Copy everything from the very start of the entries down to the line containing "31L12 39L20 34H33L14" character for character, including both the first line and that final line.

- Opening Delimiter -

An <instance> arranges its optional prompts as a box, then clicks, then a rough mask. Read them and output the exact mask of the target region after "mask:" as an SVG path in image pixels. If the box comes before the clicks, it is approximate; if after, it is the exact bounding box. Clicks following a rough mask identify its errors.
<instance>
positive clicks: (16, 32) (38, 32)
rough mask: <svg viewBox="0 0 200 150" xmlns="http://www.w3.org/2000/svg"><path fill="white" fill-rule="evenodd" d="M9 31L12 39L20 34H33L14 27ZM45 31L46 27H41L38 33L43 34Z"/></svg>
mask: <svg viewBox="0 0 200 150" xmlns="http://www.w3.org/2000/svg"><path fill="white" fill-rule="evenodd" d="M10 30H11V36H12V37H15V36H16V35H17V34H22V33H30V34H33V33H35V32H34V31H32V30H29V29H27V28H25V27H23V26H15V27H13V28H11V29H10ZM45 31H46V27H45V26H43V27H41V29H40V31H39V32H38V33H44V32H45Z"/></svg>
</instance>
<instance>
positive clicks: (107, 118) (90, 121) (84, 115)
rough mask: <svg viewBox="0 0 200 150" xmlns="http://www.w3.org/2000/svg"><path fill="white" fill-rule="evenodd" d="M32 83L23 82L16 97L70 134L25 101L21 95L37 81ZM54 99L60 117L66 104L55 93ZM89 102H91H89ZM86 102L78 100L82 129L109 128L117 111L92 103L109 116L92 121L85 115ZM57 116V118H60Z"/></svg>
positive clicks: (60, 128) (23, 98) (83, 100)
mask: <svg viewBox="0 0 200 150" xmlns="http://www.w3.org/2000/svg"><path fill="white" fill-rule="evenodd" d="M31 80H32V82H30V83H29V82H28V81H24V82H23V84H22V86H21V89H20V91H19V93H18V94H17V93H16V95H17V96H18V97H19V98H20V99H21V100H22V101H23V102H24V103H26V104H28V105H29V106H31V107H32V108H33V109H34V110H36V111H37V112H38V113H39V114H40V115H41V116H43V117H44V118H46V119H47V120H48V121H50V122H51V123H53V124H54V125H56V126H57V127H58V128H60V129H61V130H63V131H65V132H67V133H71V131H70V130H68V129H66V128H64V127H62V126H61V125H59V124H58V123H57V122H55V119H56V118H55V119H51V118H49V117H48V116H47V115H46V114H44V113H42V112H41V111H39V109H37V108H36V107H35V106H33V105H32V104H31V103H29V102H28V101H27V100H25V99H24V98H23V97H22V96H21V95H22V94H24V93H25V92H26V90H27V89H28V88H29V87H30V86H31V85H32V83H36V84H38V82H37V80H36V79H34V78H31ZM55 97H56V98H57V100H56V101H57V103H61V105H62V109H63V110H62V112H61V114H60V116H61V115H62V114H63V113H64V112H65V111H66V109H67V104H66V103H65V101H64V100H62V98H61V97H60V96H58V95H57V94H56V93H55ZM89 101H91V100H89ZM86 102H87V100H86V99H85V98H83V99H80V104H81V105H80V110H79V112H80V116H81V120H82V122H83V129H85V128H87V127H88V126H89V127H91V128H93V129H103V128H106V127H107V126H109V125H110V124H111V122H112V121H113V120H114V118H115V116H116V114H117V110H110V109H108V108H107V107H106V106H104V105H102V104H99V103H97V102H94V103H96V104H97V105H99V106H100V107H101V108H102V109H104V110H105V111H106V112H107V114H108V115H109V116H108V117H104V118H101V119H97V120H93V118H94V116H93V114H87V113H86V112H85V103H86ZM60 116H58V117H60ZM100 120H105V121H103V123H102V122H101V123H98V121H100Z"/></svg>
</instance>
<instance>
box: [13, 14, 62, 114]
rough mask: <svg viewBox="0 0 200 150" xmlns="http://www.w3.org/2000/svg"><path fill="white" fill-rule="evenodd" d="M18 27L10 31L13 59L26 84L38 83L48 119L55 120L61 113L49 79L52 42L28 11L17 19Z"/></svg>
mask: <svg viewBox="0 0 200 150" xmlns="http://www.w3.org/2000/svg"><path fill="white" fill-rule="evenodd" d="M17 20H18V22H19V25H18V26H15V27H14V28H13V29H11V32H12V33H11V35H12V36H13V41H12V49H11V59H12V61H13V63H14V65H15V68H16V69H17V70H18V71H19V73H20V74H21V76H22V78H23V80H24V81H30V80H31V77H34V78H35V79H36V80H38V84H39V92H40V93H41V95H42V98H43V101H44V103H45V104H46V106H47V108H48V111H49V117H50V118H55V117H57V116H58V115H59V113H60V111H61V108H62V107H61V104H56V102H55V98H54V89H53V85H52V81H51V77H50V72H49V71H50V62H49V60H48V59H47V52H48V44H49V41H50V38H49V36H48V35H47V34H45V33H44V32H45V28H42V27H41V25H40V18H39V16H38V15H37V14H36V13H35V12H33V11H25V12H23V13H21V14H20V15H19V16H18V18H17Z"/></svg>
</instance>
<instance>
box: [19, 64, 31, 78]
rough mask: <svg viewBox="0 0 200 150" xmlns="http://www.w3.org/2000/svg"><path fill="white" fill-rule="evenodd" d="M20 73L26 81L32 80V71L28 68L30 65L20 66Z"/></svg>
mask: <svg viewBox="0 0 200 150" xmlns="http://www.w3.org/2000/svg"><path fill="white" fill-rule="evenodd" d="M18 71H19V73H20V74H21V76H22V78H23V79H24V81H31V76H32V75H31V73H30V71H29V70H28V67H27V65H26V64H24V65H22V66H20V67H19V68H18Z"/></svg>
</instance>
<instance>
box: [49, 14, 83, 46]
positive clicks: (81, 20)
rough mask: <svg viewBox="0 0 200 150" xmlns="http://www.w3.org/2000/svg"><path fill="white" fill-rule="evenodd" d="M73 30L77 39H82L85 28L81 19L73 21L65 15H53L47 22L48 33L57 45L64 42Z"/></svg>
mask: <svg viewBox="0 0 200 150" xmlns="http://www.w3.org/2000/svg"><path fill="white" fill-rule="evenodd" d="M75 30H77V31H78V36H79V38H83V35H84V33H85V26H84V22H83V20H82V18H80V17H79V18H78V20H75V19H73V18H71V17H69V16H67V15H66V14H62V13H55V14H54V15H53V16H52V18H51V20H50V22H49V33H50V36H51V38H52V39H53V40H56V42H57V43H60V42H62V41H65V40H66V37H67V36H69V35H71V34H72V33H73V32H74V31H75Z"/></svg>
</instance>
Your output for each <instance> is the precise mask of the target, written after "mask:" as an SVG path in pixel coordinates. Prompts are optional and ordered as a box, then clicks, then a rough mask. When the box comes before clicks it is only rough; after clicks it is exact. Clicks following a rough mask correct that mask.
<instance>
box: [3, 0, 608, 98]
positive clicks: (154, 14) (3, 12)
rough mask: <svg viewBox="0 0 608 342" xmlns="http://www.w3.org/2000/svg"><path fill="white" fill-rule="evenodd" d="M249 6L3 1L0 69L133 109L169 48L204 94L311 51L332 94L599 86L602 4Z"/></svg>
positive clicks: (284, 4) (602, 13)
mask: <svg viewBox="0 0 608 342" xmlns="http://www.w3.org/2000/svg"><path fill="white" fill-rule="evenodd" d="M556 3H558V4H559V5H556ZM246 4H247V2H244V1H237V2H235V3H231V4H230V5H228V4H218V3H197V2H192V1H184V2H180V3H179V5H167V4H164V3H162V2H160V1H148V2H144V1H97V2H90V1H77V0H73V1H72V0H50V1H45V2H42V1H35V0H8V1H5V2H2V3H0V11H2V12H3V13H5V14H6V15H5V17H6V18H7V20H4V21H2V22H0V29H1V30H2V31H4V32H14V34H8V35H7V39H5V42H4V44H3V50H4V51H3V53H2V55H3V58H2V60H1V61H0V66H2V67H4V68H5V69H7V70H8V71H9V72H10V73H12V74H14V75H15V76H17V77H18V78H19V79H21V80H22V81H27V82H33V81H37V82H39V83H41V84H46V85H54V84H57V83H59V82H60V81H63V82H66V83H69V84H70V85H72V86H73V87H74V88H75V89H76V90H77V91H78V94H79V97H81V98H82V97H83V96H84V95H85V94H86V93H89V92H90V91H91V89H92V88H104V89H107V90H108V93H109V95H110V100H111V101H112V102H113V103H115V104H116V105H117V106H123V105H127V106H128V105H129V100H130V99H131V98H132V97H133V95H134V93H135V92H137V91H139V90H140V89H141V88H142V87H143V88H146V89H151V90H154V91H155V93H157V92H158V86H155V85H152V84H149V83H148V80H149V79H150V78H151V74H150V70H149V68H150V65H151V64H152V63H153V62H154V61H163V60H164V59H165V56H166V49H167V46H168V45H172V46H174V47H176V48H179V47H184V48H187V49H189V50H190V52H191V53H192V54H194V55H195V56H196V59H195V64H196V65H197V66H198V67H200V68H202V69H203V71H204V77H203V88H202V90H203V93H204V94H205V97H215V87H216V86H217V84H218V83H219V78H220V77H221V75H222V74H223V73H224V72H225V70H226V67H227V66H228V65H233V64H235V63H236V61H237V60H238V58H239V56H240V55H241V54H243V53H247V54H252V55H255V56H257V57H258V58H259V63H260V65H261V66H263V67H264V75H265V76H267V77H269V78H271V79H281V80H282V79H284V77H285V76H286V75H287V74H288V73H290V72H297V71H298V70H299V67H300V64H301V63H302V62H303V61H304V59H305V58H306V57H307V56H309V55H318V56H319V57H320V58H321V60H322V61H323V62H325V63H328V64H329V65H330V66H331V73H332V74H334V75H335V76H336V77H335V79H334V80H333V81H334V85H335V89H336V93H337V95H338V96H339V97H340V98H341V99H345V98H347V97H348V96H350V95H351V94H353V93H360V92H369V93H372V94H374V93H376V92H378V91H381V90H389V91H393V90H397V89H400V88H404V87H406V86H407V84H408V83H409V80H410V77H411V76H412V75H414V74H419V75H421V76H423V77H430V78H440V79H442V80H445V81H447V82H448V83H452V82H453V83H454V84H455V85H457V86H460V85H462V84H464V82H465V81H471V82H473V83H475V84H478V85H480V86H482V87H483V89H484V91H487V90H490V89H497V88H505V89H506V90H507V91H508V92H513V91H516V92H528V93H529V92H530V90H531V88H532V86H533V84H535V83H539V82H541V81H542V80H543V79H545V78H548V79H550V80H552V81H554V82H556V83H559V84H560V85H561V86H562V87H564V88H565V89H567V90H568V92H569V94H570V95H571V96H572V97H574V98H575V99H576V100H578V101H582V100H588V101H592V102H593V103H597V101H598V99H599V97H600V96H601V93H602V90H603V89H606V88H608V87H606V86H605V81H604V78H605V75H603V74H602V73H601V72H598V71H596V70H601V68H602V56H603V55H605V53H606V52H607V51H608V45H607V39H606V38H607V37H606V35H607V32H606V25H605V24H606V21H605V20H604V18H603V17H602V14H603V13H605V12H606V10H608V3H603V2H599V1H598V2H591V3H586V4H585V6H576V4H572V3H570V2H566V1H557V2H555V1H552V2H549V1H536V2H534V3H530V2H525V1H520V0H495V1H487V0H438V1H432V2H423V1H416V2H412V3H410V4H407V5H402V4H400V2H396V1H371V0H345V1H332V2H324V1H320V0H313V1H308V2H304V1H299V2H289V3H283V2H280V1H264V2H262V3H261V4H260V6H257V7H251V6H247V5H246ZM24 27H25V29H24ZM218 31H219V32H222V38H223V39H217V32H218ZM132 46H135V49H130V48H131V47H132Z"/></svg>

- Closing Delimiter -

# RESPONSE AREA
An <instance> arranges its optional prompts as a box, then clicks, then a rough mask. Read them and output the exact mask of the target region after "mask:" as an SVG path in image pixels. If the box comes before the clicks, it is approximate; if after, it is the exact bounding box. Clicks following a rough mask identify its errors.
<instance>
positive clicks: (16, 32) (38, 32)
rough mask: <svg viewBox="0 0 200 150" xmlns="http://www.w3.org/2000/svg"><path fill="white" fill-rule="evenodd" d="M9 31L12 39L20 34H33L14 27ZM45 31L46 27H41L38 33L43 34Z"/></svg>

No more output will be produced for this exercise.